DIRECTIONS FOR THIS TASK — Search the lines of the records for the word "truss", and copy every line that has it.

DATA EXCERPTS —
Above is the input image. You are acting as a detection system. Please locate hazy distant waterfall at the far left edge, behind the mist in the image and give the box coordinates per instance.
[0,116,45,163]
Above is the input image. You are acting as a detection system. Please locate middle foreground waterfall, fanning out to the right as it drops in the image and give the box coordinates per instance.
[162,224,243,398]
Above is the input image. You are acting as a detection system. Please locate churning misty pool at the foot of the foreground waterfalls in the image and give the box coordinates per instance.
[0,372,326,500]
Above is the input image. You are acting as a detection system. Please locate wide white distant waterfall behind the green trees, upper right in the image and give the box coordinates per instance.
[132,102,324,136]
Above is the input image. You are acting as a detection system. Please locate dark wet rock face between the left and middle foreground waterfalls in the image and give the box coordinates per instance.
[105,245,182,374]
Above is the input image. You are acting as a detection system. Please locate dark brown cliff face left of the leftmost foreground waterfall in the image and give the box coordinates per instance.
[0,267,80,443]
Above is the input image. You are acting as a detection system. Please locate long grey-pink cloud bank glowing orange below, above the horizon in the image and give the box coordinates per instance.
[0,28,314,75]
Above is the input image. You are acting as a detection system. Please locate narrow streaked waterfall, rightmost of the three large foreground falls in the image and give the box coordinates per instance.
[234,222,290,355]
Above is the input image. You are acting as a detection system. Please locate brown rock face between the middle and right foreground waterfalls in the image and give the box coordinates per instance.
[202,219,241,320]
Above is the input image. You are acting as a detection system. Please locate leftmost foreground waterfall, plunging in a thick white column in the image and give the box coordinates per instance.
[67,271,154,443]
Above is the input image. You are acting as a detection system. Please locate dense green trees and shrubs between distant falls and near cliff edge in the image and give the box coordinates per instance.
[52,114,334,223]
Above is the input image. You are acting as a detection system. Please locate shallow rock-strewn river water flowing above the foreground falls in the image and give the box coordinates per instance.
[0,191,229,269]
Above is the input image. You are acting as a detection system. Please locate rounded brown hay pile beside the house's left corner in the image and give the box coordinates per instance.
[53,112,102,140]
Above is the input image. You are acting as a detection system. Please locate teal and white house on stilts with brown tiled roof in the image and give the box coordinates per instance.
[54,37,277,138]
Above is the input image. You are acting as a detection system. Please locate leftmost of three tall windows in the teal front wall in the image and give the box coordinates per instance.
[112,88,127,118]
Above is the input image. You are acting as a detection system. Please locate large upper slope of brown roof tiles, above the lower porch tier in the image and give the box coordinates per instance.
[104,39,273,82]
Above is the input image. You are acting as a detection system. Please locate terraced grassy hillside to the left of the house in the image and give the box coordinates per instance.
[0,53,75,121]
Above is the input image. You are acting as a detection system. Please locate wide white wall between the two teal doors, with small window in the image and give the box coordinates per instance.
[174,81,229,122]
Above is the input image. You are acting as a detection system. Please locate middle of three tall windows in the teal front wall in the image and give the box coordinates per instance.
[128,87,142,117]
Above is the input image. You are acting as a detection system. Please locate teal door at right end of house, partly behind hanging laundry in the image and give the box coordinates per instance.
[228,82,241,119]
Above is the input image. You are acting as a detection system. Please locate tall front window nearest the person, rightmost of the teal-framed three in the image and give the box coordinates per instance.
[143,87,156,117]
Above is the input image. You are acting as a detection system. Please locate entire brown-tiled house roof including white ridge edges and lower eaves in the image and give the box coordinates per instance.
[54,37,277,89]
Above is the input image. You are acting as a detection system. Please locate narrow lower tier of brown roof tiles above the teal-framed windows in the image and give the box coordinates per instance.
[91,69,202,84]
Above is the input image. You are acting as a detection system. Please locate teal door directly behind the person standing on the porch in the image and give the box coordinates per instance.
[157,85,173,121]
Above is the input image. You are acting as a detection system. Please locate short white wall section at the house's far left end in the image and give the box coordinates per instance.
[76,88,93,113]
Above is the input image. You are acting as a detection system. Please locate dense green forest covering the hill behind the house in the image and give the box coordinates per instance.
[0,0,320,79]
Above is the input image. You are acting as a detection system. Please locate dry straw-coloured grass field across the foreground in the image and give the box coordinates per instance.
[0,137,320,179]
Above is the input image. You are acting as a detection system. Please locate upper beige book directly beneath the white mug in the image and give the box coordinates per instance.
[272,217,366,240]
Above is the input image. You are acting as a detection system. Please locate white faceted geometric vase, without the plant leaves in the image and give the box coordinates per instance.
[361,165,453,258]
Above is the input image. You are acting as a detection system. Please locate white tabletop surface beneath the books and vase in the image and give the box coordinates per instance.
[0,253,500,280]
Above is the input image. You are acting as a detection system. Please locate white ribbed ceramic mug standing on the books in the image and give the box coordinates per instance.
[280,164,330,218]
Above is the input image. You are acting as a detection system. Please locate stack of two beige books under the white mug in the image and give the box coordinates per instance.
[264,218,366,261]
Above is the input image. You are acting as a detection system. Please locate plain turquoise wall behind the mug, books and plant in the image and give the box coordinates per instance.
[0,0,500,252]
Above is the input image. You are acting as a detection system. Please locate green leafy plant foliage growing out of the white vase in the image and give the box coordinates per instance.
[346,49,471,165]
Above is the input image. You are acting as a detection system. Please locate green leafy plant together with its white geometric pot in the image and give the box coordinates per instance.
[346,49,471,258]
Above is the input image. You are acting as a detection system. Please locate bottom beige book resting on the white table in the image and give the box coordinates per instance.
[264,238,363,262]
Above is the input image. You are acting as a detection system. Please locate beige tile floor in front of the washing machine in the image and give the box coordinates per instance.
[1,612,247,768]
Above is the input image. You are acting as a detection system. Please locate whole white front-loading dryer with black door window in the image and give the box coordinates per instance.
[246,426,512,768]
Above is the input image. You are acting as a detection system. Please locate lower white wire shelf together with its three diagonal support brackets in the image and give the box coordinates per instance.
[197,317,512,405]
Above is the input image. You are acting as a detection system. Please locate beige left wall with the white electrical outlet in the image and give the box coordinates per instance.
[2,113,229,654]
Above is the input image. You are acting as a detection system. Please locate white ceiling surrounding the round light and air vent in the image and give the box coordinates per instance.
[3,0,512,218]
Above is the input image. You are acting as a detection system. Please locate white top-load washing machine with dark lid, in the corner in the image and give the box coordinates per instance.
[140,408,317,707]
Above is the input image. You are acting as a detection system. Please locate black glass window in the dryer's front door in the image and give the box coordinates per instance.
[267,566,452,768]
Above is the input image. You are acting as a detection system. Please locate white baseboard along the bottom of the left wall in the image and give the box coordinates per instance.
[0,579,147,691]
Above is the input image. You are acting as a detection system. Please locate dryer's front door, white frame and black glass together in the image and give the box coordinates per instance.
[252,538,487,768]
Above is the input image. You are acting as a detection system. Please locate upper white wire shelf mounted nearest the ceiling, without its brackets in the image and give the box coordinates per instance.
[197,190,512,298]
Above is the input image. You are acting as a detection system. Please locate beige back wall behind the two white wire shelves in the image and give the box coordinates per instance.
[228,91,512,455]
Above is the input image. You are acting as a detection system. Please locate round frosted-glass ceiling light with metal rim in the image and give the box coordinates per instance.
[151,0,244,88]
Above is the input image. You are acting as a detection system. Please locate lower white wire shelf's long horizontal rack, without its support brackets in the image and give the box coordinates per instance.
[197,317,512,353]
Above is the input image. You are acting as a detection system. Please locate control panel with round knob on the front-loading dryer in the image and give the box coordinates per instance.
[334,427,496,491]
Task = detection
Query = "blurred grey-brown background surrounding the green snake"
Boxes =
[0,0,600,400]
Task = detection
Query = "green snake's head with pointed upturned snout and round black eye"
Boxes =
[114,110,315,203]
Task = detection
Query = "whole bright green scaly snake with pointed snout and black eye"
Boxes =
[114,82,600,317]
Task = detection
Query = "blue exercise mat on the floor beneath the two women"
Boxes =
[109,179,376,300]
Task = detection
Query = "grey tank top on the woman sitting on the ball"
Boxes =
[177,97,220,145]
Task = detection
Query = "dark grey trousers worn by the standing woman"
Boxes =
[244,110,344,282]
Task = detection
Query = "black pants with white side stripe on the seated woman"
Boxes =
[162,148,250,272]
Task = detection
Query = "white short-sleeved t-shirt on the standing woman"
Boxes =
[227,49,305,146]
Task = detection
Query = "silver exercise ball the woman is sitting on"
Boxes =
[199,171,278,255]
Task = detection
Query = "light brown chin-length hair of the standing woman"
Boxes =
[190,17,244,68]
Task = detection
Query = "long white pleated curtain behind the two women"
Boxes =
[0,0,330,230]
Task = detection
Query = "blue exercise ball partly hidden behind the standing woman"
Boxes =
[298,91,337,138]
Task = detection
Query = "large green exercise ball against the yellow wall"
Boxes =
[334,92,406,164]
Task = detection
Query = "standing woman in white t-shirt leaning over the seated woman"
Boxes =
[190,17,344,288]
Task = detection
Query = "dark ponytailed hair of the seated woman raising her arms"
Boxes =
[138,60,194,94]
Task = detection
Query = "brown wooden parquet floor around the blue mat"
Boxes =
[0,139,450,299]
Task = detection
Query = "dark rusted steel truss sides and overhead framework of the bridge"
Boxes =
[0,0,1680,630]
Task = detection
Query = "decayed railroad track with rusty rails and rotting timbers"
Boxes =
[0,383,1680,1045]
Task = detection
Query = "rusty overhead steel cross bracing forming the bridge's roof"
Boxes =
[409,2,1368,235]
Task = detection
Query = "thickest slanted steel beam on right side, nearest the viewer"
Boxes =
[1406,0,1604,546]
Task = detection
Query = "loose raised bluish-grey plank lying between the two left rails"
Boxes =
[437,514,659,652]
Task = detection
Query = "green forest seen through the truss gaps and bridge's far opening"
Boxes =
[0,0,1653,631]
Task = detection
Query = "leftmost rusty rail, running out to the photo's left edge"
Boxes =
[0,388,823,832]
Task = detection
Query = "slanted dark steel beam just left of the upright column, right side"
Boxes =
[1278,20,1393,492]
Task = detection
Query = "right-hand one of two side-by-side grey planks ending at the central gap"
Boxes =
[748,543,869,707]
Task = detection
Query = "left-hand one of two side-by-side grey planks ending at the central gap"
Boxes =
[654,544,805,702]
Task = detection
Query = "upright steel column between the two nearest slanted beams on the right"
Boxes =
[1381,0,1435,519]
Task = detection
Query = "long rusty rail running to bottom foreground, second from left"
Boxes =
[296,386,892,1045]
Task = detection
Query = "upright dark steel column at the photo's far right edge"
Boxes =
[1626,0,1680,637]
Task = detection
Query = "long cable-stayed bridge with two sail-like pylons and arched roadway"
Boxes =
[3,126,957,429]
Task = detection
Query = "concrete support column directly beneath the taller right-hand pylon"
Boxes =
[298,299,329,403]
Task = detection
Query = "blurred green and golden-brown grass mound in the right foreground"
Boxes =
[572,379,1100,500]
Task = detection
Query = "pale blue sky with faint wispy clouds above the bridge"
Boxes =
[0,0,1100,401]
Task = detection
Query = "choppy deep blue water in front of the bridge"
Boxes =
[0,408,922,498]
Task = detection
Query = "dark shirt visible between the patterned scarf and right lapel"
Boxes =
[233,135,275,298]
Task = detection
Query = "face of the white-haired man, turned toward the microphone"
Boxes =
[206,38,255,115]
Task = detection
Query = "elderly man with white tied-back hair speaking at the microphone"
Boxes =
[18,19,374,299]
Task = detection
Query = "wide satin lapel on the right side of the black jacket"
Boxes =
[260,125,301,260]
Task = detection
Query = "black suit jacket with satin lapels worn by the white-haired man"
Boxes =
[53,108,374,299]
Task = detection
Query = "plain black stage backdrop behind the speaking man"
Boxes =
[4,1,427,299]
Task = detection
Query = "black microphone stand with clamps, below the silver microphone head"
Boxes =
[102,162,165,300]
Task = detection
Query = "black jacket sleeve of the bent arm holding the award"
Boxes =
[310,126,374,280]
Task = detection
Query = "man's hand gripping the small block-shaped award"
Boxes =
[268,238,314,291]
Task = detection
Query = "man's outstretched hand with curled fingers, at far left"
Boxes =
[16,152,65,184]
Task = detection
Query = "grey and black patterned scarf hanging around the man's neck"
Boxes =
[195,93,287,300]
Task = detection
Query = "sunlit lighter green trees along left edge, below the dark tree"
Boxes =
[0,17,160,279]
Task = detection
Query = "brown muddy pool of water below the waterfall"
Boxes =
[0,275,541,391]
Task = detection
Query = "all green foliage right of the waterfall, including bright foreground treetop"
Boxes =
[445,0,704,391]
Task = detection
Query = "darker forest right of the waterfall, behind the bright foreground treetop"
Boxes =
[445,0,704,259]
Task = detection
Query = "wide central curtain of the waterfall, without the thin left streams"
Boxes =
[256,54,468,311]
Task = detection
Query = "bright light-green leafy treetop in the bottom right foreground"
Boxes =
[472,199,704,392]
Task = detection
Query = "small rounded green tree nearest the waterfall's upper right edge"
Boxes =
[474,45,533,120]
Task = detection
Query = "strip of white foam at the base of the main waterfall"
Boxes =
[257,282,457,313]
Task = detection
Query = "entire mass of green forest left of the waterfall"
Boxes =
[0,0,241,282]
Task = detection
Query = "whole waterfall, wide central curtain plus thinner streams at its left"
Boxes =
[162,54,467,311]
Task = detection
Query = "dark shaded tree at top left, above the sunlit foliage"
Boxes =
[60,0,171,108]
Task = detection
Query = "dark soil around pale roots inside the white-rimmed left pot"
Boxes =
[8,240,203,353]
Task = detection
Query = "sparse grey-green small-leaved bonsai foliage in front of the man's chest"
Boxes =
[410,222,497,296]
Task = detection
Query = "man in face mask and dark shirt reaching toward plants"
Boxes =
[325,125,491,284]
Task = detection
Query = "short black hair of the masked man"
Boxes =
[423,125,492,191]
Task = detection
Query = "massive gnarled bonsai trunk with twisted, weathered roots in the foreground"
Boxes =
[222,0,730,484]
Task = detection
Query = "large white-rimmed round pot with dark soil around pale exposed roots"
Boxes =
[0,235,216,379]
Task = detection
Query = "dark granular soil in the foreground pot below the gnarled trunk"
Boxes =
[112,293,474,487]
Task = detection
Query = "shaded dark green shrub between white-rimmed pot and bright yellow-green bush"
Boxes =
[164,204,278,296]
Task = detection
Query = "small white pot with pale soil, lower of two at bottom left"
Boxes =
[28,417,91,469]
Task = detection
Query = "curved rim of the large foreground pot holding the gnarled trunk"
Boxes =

ANSWER FOR THE TASK —
Query = "dark rusted steel truss sides and overhead framework of the bridge"
Query = "green forest seen through the truss gaps and bridge's far opening"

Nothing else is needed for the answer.